What to work on:
Recast the items below as a numbered list with blank lines removed, starting with the line that contains "of the bare" and going on through the line that contains "column 458, row 123". Include no other lines.

Stored records:
# # # # #
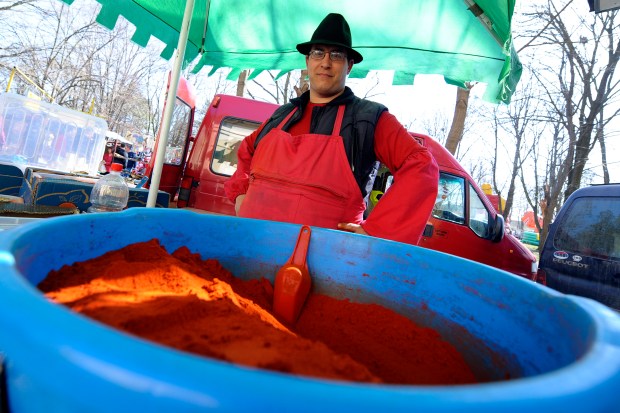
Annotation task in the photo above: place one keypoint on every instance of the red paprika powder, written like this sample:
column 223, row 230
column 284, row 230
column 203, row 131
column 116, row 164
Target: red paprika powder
column 195, row 305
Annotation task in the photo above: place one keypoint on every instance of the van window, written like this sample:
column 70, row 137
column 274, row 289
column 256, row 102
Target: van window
column 229, row 138
column 591, row 227
column 450, row 202
column 478, row 214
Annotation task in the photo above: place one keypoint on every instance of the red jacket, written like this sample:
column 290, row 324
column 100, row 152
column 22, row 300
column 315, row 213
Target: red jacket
column 403, row 211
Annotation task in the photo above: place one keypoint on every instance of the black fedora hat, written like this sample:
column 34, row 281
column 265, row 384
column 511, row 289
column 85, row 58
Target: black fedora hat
column 334, row 31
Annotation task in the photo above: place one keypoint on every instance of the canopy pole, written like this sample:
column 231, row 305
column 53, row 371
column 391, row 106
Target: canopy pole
column 169, row 108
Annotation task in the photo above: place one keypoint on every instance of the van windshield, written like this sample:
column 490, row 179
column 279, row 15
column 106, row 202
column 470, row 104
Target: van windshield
column 591, row 227
column 231, row 134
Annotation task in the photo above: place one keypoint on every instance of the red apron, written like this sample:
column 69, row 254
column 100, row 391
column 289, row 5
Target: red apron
column 304, row 179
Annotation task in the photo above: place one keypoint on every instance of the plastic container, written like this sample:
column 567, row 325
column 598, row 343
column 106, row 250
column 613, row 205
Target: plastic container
column 562, row 352
column 46, row 135
column 110, row 193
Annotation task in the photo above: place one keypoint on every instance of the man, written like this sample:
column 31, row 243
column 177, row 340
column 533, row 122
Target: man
column 315, row 160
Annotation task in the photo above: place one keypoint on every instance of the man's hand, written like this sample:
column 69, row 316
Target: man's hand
column 355, row 228
column 238, row 203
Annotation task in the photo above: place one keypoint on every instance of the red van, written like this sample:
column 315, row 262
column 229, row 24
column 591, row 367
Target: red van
column 463, row 222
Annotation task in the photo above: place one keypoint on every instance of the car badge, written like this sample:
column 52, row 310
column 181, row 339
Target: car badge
column 561, row 255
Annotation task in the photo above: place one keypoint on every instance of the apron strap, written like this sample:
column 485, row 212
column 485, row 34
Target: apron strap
column 338, row 123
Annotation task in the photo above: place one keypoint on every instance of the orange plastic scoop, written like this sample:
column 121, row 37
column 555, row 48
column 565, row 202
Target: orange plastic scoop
column 292, row 284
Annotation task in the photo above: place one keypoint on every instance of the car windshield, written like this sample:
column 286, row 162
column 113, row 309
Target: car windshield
column 591, row 227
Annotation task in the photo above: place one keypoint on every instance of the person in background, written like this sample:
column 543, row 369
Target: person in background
column 108, row 156
column 315, row 159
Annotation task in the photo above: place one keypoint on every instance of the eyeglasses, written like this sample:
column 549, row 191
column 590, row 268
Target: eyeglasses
column 334, row 55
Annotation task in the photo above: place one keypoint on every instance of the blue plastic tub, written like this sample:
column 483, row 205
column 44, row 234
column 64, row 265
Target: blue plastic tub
column 562, row 352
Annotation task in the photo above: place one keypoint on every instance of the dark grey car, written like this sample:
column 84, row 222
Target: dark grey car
column 581, row 255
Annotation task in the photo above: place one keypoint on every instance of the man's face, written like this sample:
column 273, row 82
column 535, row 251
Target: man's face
column 327, row 75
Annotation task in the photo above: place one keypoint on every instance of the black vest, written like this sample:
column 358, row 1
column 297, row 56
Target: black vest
column 357, row 131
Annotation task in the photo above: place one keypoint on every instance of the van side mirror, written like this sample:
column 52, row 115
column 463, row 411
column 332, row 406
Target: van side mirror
column 497, row 230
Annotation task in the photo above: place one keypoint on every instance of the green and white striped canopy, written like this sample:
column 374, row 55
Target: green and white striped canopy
column 463, row 40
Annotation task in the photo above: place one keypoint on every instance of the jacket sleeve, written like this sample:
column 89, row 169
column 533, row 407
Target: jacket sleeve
column 240, row 180
column 402, row 212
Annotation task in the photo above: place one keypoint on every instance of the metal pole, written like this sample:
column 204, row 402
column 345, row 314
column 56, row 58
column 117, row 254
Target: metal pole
column 170, row 101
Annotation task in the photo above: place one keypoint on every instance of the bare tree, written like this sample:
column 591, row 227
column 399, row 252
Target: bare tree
column 458, row 122
column 515, row 129
column 577, row 77
column 80, row 63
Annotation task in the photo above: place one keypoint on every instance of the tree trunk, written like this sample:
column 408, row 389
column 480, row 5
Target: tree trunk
column 303, row 83
column 458, row 123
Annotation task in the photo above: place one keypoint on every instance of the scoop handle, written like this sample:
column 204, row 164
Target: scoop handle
column 301, row 248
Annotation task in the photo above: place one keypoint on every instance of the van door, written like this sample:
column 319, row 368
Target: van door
column 179, row 139
column 461, row 224
column 581, row 255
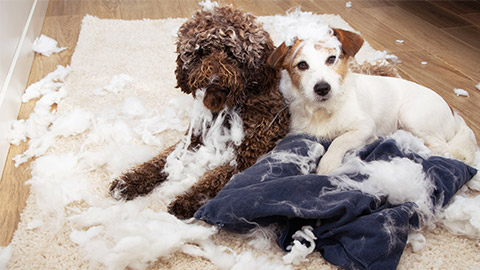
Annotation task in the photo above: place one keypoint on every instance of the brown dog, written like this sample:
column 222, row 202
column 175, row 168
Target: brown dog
column 223, row 53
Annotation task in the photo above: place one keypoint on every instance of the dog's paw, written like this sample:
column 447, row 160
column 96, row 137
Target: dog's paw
column 182, row 208
column 121, row 190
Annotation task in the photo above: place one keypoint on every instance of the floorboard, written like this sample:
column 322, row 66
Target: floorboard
column 445, row 34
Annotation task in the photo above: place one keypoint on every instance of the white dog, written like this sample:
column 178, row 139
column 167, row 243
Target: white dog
column 329, row 101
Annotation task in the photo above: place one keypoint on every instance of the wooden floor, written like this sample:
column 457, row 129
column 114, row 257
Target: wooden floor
column 445, row 34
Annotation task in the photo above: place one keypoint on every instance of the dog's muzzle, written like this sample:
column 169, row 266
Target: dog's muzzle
column 322, row 88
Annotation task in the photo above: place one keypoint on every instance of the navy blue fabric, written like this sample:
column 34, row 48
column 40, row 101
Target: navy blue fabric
column 354, row 230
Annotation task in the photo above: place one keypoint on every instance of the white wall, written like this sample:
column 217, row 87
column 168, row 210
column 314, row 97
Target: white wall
column 20, row 23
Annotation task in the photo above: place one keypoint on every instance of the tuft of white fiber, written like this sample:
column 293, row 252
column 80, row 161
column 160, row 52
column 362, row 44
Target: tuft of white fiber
column 46, row 45
column 462, row 216
column 297, row 24
column 184, row 166
column 460, row 92
column 298, row 251
column 208, row 4
column 416, row 240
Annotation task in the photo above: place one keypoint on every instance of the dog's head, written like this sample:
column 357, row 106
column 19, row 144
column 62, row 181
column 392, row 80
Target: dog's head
column 317, row 68
column 224, row 52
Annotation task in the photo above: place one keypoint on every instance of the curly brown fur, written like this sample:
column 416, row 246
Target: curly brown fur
column 223, row 51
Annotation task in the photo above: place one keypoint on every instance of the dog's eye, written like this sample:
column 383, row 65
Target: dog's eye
column 331, row 60
column 302, row 65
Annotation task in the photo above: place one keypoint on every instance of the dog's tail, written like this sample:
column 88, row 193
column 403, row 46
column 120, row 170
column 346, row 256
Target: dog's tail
column 463, row 145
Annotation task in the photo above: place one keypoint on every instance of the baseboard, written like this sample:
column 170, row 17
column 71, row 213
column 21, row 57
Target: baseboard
column 17, row 77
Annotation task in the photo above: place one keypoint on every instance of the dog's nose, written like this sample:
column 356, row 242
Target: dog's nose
column 322, row 88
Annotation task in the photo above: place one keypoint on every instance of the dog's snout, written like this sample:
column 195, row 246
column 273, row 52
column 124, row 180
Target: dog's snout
column 322, row 88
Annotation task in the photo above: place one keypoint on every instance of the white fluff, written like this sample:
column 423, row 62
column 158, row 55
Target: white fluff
column 306, row 164
column 462, row 216
column 74, row 123
column 129, row 235
column 116, row 85
column 46, row 45
column 51, row 91
column 298, row 251
column 416, row 240
column 208, row 4
column 400, row 179
column 297, row 24
column 184, row 167
column 460, row 92
column 50, row 83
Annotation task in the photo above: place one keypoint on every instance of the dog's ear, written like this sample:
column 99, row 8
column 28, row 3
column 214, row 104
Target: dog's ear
column 277, row 57
column 351, row 42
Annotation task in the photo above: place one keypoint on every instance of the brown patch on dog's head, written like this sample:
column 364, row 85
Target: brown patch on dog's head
column 282, row 56
column 351, row 42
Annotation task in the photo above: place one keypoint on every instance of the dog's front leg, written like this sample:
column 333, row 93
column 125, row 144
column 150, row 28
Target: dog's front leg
column 350, row 140
column 185, row 205
column 142, row 179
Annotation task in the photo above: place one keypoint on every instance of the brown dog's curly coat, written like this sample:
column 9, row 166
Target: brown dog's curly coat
column 223, row 51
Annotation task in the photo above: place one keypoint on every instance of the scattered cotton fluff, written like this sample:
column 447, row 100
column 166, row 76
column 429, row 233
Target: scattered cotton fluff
column 305, row 26
column 49, row 84
column 462, row 216
column 208, row 5
column 51, row 91
column 185, row 166
column 116, row 85
column 460, row 92
column 307, row 164
column 262, row 238
column 417, row 241
column 298, row 251
column 46, row 45
column 5, row 255
column 399, row 179
column 130, row 235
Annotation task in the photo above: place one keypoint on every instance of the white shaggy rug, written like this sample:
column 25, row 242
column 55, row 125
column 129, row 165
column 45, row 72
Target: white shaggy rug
column 117, row 106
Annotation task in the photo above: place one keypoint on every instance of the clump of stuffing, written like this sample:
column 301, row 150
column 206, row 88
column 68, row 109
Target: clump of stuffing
column 298, row 251
column 417, row 241
column 208, row 4
column 46, row 45
column 305, row 26
column 462, row 216
column 461, row 92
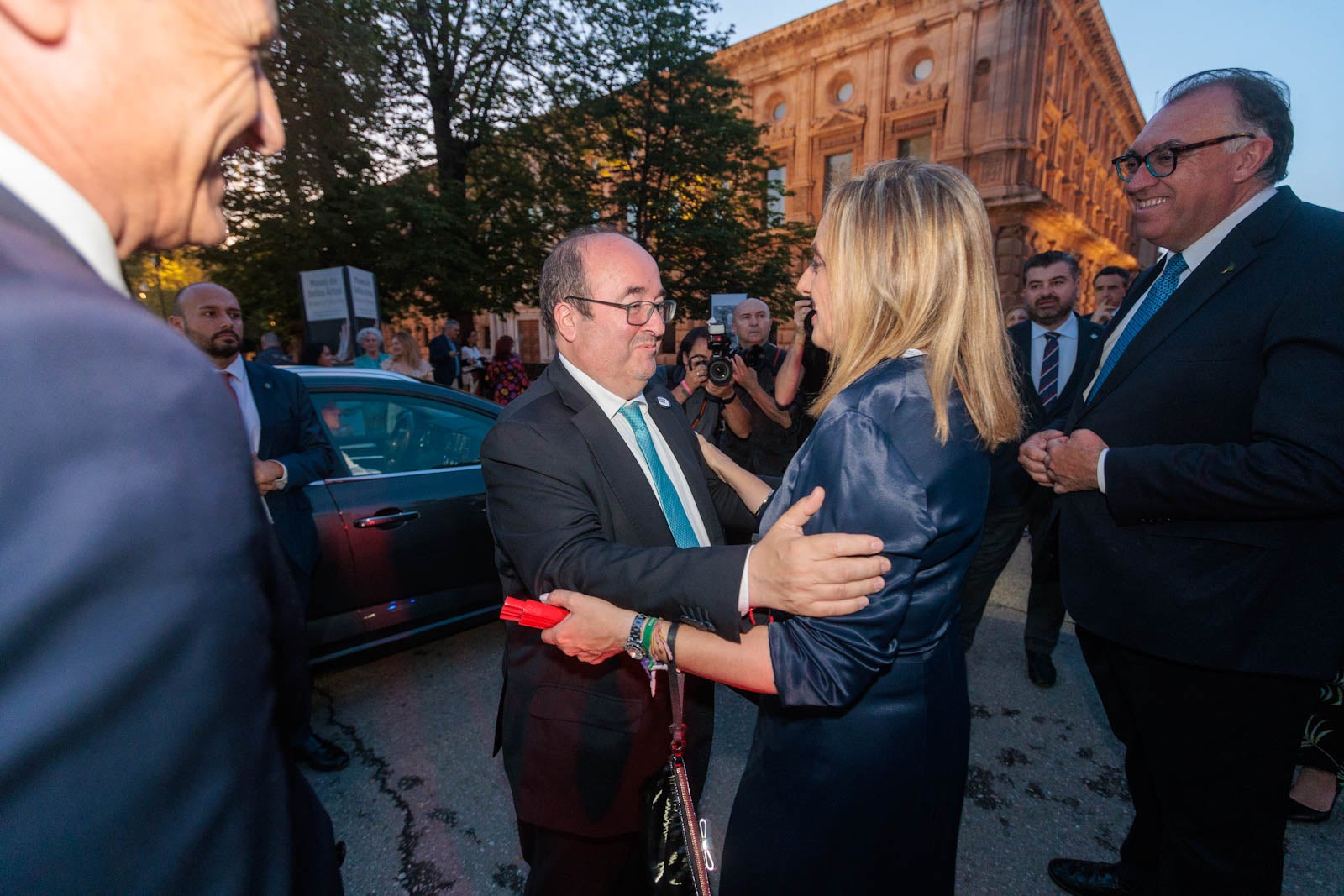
# # # # #
Written answer:
1. Annotation task in the photo above: place one keypoint on every instance of the bare tree, written like this sample:
2. column 591, row 227
3. column 399, row 252
4. Target: bare tree
5. column 458, row 122
6. column 515, row 129
7. column 577, row 77
8. column 80, row 63
9. Annotation task in the photo above: place one keypoint on every instance of the tree trunk, written like this sample:
10. column 408, row 389
11. column 480, row 5
12. Target: tree trunk
13. column 303, row 83
14. column 458, row 123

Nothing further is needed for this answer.